Starting at the line that contains "of the mottled", print every remaining line of the entries, unchanged, and output nothing more.

Start Data extract

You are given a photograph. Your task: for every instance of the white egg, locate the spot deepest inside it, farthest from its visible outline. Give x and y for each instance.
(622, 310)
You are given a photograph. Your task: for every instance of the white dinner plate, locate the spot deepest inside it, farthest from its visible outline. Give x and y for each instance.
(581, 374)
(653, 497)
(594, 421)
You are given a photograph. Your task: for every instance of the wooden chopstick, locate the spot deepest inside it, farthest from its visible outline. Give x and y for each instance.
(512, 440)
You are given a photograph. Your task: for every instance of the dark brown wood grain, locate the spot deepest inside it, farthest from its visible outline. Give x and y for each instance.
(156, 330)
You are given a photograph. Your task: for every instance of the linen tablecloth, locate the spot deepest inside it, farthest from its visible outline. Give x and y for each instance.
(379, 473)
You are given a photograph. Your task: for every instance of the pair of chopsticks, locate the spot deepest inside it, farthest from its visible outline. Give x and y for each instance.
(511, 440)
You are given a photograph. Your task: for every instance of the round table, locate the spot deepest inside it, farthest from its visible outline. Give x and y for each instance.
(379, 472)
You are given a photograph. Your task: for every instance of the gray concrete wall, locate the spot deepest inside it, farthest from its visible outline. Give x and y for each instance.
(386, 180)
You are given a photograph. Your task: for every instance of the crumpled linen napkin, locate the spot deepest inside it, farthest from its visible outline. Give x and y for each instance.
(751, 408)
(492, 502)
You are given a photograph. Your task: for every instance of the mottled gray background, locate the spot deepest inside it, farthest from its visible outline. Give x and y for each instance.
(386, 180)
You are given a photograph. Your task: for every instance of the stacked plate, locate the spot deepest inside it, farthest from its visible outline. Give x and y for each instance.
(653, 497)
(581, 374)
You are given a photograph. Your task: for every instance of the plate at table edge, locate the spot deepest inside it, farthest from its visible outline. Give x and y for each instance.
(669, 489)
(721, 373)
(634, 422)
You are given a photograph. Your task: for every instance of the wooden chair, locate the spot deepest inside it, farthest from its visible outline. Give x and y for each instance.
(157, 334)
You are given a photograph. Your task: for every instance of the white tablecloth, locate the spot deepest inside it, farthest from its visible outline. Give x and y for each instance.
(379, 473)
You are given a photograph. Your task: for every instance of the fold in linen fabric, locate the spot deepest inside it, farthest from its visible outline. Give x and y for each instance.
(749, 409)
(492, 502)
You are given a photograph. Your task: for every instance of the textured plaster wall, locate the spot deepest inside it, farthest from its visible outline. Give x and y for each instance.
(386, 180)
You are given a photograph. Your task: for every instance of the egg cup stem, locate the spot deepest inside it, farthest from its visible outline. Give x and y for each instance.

End Data extract

The reply ▸
You are given a photograph. Your task: for every instance of the mottled gray background, locate the spot deepest inside it, farthest from its visible outline. Give x and y for each instance.
(386, 180)
You are given a photograph. Your task: for every instance of the stacked plate, locate the spot deepest inside it, farthest from its visible outline. Give x and y for each instance.
(653, 497)
(581, 374)
You are given a photograph. Your task: for every instance of the plate at table edge, locate the spot deepest inside it, farthest from its visible outline. Give x and y for each instance.
(669, 489)
(721, 373)
(634, 422)
You are given a photograph. Your task: for every instance of the wooden chair, locate the spot deepest inside it, farthest from its visible outline. Give x and y for each instance.
(157, 334)
You are given a photograph. Your task: for every instance of the white tablecloth, locate the spot deepest inside it, farthest from its visible outline. Give x and y for each instance.
(379, 473)
You are given a photograph. Your task: for every instance of the fold in linen fabric, locate the spot deepest inside it, farthest from its visible outline. Give x and y for each instance.
(749, 409)
(492, 502)
You are given a photograph. Your task: for every instance of the textured plaster wall, locate the spot deepest inside it, farthest from its visible outline. Give x and y for each instance.
(386, 180)
You are given a photograph. Your task: for every instance of the egg cup stem, locate the spot deepest inside it, farthest from its visible outline. Give x and y for each instance.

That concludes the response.